● **Fragmento facilitado**:

━━━

Amigo lector:
Afrontar la realidad es difícil, y a veces el autoengaño parece una salida, y un arma dilatoria de supervivencia. Pero llega un momento en la vida en que la sumisión y la humillación no parecen monedas de cambio aceptables a cambio de la tranquilidad, que es una pasión extendida entre nosotros, como decía Antonio García-Trevijano. En los entornos humanos puede encontrarse personas que quieren imponer su voluntad a los demás de una manera explícita o bien sibilina, presentándose como imprescindibles de facto o de iure, y paralizando iniciativas ajenas, aunque resulten beneficiosas para un pretendido objetivo común, pues las sienten como una amenaza para su ambición insensata de control. Crean así un consenso oculto, un statu quo sobreentendido al que hay que someterse, pues "es lo mejor", y cuyo cuestionamiento puede llevar, en contextos laborales, a situaciones de acoso laboral, y en otros entornos, a la exclusión y soledad que redunda en parálisis y reduccionismo sectario.

━━━

● **Datos aportados**:
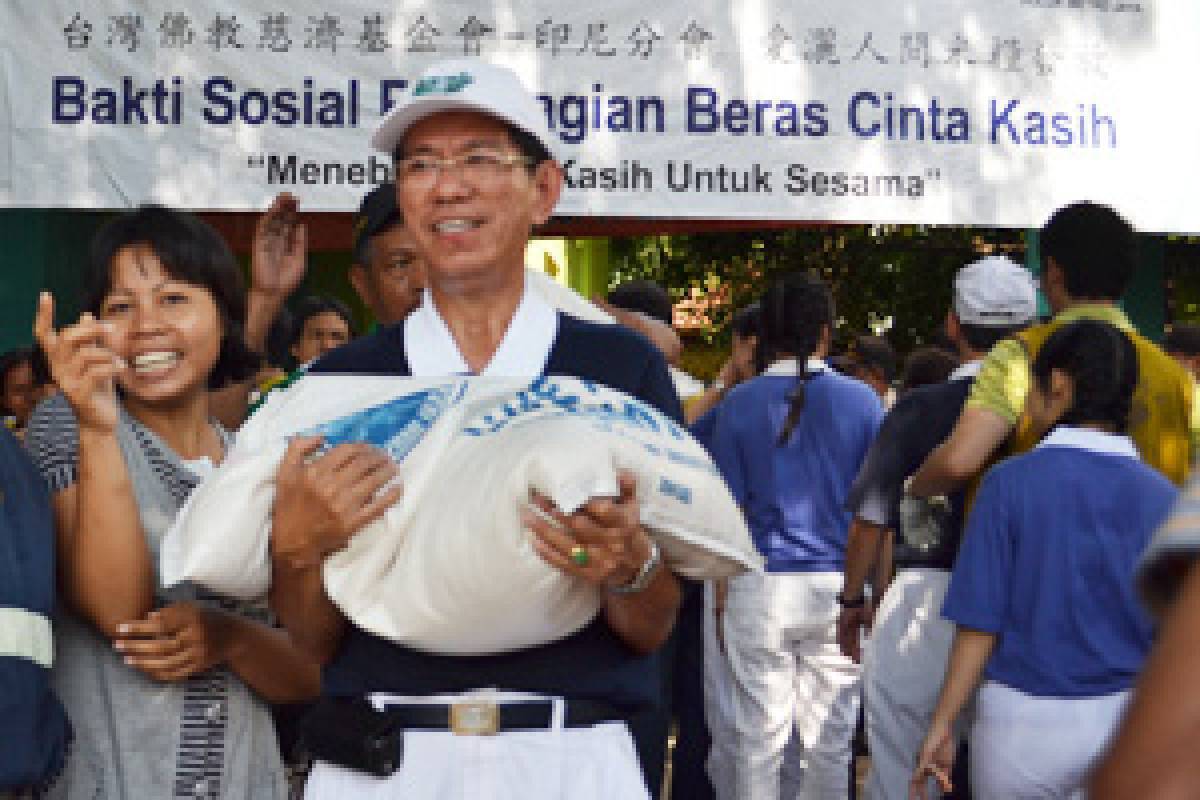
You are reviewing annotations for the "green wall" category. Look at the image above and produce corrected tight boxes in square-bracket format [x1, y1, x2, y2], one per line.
[0, 209, 107, 351]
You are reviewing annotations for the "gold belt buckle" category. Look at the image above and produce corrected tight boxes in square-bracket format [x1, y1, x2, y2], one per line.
[450, 700, 500, 736]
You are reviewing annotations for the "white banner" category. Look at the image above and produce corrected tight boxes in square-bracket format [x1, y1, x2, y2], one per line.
[0, 0, 1200, 233]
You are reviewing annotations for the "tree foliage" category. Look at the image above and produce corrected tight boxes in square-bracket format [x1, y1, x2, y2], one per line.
[612, 225, 1025, 353]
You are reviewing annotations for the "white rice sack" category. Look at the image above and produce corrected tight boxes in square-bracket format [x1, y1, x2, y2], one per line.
[161, 375, 761, 655]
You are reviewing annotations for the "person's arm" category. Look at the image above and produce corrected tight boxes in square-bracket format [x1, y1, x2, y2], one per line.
[523, 474, 682, 654]
[209, 192, 308, 431]
[592, 295, 683, 366]
[908, 407, 1013, 498]
[114, 602, 320, 703]
[1087, 567, 1200, 800]
[270, 437, 401, 663]
[910, 626, 996, 800]
[838, 517, 887, 662]
[686, 355, 754, 425]
[34, 293, 155, 637]
[908, 339, 1030, 498]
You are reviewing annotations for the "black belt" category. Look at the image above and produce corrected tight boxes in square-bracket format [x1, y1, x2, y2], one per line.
[300, 697, 624, 776]
[382, 699, 623, 732]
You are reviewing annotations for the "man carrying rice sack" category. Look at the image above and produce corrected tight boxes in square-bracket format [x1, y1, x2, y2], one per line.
[225, 60, 739, 800]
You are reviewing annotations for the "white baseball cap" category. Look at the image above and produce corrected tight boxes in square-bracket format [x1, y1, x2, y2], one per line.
[371, 59, 554, 160]
[954, 255, 1038, 327]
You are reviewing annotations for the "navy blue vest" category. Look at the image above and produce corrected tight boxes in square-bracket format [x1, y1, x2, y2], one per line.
[311, 314, 683, 712]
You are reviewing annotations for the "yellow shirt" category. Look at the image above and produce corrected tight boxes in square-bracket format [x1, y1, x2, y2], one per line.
[967, 299, 1200, 474]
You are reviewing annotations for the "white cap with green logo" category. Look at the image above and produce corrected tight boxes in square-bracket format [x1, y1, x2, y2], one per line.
[371, 59, 554, 155]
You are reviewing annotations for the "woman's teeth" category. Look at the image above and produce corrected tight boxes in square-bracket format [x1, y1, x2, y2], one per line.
[133, 350, 180, 373]
[433, 219, 479, 234]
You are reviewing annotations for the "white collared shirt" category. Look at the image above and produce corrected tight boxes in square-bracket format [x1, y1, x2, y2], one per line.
[404, 282, 558, 378]
[762, 359, 829, 378]
[946, 359, 983, 380]
[1038, 425, 1141, 459]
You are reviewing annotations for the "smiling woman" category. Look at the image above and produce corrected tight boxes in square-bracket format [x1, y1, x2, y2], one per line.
[26, 206, 318, 799]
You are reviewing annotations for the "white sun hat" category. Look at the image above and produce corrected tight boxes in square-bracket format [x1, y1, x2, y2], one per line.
[371, 59, 554, 156]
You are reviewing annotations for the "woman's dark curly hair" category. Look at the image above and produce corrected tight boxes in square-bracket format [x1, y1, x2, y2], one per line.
[757, 272, 834, 446]
[1033, 319, 1138, 432]
[83, 205, 262, 389]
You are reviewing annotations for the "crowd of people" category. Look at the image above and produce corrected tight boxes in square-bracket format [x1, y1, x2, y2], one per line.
[0, 60, 1200, 800]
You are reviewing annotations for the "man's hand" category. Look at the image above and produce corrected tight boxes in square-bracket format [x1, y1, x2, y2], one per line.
[271, 437, 402, 567]
[250, 192, 308, 297]
[113, 603, 232, 682]
[34, 291, 126, 433]
[524, 473, 650, 589]
[838, 603, 875, 663]
[908, 718, 958, 800]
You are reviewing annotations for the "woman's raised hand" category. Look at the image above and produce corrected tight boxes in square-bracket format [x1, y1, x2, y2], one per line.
[34, 291, 126, 431]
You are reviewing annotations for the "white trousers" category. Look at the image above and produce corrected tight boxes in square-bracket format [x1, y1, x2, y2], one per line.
[863, 570, 955, 800]
[305, 692, 650, 800]
[703, 581, 738, 800]
[724, 572, 859, 800]
[971, 681, 1130, 800]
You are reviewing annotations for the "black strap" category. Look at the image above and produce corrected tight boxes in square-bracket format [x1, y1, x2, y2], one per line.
[383, 700, 623, 730]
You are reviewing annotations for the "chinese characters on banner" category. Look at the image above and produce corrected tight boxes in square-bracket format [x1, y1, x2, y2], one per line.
[0, 0, 1200, 233]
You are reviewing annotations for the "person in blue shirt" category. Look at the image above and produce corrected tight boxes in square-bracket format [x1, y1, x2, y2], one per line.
[912, 320, 1177, 800]
[712, 275, 883, 800]
[0, 426, 71, 798]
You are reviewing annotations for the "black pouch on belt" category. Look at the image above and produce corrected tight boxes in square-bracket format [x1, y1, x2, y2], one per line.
[300, 697, 403, 777]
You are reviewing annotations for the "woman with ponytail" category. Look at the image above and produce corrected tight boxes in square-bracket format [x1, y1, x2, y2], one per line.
[912, 320, 1177, 800]
[713, 275, 883, 800]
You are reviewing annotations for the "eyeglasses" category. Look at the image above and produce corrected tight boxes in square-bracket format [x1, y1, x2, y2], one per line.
[396, 150, 532, 188]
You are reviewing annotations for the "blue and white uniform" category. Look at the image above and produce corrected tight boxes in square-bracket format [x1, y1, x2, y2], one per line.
[713, 360, 883, 800]
[296, 283, 683, 800]
[942, 426, 1177, 800]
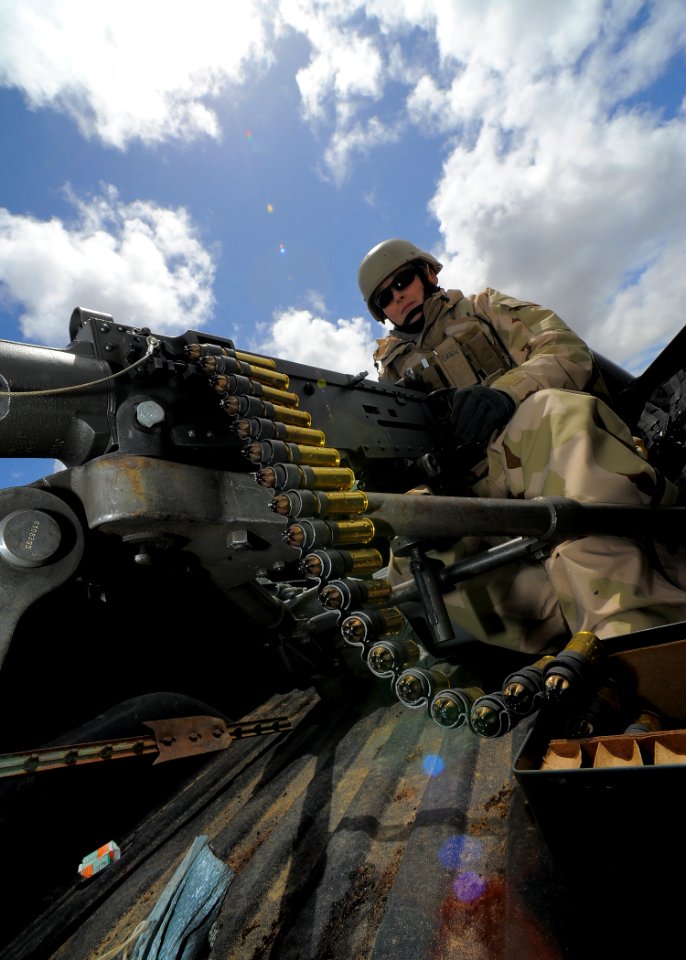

━━━

● **Tareas propuestas**:
a. Responde en una línea cada una de estas preguntas sobre la carta al lector:
(i) ¿A quién se dirige la carta?
(ii) ¿Qué persona se cita al hablar de la tranquilidad?
(iii) En contextos laborales, ¿a qué puede llevar el cuestionamiento del consenso oculto?
b. Escribe todas las expresiones en latín que aparecen en la carta al lector.
c. Sigue escribiendo la carta al lector a partir de la última frase.

● **Respuestas**:
a.
(i) Al amigo lector.
(ii) Antonio García-Trevijano.
(iii) A situaciones de acoso laboral.

b. de facto, de iure, statu quo

c.
Es ese espíritu de sumisión, entreverado de resignación y paciencia cristiana, el que atraviesa obras como La vida del escudero Marcos de Obregón de Vicente Espinal, frente a la exasperación vital que caracteriza a obras como Moravagine de Blaise Cendrars, o a la esperanza de mejora comunitaria que emana de la afirmación personal que trasluce en Doña Bárbara de Rómulo Gallegos, que leo en la actualidad. Es uno de esos libros que heredé de la breve biblioteca de mi padre y que no había leído nunca, pero cuyo olor a papel viejo me acompañaba desde la infancia. Tiene, pues, para mí algo de venerable.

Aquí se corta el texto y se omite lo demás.